From the records below, state how many lines hold the string "Target", without any other text.

[Natural language region descriptions]
§ §

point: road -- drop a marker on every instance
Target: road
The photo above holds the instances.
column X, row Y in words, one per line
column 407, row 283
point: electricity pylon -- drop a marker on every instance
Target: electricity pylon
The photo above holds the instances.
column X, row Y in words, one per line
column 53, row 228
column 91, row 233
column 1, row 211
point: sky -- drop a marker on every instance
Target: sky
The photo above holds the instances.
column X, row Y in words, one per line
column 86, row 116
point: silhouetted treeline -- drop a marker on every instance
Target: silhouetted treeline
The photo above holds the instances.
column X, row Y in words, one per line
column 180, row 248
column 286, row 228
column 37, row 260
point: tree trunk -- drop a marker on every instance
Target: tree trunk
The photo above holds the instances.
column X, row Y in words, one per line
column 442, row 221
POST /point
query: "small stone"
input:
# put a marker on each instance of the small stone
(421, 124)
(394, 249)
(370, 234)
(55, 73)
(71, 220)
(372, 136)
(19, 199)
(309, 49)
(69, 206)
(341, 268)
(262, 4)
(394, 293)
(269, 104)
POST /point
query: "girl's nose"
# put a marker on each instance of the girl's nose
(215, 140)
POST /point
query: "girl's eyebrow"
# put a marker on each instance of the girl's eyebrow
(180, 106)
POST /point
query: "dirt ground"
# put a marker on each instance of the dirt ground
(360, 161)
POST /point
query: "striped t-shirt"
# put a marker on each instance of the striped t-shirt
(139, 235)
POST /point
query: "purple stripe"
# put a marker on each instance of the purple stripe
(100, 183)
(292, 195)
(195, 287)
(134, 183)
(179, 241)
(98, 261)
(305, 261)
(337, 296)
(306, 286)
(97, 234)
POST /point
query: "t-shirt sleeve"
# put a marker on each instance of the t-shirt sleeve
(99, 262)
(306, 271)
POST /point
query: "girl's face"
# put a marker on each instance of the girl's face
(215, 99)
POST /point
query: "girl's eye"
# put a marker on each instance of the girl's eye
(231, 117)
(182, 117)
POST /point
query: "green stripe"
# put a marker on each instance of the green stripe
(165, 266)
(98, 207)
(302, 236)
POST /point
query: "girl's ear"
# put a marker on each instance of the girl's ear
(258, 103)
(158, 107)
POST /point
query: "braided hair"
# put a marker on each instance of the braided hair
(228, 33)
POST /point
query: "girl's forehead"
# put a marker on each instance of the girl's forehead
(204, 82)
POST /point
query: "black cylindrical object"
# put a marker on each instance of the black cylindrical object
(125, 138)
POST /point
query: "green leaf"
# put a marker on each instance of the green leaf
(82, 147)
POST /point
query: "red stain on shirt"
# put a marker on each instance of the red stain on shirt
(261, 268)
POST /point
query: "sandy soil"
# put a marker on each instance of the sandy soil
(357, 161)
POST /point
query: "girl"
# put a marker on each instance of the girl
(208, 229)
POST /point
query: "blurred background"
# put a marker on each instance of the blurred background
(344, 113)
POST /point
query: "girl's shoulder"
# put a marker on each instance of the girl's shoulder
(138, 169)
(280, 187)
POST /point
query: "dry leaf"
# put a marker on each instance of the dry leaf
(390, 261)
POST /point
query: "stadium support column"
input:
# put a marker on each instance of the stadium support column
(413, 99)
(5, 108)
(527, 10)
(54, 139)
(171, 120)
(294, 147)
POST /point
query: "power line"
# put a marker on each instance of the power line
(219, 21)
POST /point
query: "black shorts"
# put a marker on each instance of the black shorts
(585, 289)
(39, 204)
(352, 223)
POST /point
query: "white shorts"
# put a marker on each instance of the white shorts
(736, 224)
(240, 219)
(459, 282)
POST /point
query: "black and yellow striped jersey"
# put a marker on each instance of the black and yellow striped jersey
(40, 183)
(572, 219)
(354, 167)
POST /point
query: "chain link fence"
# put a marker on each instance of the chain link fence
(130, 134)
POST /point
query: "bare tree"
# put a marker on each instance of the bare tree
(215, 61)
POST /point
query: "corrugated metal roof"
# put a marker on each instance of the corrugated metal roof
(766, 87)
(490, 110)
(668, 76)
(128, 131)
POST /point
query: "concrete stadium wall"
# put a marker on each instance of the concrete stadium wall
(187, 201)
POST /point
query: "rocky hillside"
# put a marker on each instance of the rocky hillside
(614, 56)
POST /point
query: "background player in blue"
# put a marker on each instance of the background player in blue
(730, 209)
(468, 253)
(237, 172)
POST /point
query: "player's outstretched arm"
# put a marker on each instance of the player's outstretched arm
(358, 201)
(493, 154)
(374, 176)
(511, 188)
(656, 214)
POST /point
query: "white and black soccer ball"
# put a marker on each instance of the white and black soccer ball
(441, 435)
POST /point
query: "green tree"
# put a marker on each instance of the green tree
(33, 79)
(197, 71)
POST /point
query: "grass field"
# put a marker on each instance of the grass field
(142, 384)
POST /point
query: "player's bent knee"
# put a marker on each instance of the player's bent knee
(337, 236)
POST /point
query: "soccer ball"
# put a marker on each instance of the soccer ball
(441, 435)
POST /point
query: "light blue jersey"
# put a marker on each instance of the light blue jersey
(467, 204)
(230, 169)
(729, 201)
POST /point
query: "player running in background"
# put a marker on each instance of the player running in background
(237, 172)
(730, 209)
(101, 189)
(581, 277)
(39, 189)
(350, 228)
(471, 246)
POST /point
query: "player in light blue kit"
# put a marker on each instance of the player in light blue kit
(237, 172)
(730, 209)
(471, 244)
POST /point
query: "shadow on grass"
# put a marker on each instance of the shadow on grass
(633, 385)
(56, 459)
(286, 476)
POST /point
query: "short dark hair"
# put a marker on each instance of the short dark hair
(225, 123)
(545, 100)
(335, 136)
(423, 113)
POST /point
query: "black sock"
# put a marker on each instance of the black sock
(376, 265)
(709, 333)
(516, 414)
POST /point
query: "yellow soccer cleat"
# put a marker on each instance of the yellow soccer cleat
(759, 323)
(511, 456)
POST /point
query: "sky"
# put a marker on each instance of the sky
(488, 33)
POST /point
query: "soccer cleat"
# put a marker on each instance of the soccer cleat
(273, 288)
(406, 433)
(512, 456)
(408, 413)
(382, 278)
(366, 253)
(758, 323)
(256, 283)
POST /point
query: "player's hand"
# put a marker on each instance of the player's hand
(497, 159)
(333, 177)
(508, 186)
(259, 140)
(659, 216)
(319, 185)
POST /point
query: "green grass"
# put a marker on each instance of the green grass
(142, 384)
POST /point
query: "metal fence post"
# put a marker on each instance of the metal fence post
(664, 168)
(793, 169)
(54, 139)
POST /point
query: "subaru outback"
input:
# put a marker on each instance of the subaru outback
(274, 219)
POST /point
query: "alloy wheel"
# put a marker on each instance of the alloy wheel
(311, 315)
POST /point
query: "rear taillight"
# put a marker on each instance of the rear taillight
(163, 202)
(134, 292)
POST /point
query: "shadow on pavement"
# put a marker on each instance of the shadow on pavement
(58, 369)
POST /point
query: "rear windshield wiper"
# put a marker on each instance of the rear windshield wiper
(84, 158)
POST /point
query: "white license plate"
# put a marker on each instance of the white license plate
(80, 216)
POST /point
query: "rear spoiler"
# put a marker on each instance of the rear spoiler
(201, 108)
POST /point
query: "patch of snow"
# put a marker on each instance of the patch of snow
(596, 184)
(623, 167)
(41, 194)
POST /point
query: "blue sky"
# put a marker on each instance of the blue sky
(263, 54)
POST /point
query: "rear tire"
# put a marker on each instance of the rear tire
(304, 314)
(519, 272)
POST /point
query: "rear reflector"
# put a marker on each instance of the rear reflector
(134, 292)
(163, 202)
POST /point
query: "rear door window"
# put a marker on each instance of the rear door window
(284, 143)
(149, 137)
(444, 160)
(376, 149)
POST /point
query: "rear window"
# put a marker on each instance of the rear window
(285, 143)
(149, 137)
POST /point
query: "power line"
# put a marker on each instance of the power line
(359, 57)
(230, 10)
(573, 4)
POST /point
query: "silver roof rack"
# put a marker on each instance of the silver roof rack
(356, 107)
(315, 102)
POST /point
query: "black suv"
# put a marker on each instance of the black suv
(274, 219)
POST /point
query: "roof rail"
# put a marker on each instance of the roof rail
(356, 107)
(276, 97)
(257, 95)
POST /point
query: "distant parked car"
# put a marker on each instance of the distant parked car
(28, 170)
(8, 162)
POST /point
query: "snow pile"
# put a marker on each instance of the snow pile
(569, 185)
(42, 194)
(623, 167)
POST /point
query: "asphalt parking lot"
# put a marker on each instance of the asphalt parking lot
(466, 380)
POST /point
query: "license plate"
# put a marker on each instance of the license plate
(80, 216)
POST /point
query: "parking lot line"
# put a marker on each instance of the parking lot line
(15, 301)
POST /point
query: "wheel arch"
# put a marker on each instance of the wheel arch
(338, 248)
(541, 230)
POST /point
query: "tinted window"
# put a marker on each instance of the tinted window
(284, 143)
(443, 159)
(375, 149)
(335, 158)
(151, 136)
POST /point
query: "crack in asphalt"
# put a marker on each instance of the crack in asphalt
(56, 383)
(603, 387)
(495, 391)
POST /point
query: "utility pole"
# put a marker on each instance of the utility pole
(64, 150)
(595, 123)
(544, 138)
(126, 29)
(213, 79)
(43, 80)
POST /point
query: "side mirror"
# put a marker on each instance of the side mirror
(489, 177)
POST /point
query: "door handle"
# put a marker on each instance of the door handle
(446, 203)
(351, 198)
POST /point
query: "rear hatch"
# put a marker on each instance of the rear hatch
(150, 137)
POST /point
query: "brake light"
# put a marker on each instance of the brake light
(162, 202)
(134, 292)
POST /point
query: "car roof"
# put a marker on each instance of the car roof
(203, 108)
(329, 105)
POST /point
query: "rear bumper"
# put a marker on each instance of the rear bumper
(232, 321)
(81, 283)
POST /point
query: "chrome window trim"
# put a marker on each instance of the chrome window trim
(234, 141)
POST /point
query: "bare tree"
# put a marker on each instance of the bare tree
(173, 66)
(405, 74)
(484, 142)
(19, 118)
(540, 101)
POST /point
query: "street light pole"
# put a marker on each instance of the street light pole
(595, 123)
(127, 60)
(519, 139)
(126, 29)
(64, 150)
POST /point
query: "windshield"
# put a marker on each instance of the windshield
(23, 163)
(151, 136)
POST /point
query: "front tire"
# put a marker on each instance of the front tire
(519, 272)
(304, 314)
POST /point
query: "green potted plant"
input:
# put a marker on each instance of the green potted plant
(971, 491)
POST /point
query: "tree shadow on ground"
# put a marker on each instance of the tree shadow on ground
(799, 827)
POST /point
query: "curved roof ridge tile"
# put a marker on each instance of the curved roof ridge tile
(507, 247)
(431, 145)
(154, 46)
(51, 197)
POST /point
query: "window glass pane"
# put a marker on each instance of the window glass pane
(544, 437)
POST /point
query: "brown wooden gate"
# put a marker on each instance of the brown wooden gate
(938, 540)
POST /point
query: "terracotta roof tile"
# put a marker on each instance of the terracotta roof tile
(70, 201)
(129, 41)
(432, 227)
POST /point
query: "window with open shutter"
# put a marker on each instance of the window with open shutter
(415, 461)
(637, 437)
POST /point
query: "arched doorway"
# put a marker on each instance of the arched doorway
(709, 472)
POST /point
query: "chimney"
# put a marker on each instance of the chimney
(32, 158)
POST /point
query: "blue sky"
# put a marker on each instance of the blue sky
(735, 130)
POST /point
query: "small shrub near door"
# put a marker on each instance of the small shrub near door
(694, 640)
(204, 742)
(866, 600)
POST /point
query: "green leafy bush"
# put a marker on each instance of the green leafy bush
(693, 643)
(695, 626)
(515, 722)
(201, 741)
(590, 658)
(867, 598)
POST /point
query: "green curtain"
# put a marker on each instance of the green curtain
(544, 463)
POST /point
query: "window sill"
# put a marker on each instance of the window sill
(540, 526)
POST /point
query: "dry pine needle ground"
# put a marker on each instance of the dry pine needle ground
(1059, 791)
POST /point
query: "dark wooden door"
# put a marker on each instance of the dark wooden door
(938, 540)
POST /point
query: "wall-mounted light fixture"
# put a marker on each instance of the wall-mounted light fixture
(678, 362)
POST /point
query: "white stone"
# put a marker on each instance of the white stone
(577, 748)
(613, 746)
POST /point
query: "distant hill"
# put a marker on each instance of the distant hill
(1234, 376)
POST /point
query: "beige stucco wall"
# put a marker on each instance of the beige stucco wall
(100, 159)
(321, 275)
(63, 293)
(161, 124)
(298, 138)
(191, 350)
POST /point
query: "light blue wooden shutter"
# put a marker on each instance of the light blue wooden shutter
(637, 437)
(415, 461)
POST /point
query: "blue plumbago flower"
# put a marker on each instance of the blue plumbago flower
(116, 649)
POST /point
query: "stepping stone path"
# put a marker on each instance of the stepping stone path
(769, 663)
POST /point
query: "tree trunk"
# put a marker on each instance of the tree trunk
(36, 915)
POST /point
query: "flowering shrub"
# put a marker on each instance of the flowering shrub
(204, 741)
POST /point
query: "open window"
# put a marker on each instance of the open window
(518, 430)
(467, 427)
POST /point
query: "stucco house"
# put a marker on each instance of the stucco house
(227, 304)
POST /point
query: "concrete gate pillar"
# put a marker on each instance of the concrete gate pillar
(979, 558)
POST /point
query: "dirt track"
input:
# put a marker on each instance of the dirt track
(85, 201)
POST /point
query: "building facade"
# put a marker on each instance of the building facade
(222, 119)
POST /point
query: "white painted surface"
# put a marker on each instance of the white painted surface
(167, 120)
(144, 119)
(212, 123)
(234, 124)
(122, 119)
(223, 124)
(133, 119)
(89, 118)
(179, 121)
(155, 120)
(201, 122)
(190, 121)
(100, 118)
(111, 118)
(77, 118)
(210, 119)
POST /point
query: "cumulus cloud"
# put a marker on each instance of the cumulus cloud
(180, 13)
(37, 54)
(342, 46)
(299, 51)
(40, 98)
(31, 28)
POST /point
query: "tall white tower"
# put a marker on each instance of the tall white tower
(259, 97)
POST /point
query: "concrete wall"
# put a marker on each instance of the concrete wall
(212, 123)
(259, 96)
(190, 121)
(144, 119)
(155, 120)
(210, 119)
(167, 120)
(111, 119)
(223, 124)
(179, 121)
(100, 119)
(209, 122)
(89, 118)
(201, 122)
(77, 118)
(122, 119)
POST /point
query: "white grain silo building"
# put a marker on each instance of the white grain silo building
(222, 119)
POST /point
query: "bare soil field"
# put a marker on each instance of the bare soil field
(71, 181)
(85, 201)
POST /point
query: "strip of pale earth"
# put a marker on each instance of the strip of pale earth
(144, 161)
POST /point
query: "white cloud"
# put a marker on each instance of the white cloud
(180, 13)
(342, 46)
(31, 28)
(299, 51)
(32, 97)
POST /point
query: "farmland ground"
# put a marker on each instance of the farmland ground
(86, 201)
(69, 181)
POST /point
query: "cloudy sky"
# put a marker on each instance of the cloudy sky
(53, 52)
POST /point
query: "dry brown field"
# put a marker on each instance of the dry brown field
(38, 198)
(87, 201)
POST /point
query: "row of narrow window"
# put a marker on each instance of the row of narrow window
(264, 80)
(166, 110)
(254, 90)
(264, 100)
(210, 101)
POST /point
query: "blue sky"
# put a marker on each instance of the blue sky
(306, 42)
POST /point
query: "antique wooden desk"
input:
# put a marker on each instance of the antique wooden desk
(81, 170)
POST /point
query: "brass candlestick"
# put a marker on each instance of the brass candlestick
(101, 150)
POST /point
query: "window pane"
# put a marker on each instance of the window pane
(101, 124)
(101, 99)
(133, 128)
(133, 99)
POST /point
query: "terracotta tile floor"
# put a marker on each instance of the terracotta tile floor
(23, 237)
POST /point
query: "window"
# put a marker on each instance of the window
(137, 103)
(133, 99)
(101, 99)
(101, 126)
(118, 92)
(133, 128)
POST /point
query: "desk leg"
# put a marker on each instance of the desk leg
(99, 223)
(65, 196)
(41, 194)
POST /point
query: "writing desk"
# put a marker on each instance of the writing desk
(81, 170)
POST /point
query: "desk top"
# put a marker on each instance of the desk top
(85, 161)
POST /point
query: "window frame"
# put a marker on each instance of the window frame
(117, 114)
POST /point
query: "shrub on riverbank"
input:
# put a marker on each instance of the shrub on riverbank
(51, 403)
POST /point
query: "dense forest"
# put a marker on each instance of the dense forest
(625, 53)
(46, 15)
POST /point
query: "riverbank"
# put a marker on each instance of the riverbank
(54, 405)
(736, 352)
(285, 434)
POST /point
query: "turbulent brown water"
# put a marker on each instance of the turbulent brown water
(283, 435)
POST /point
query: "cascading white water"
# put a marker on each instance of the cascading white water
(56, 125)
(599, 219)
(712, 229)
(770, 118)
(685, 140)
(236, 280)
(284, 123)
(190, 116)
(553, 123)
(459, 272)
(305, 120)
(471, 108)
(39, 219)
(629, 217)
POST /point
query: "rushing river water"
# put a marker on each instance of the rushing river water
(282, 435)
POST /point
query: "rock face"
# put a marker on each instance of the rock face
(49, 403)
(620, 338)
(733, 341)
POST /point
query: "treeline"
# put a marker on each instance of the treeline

§ §

Written solution: 5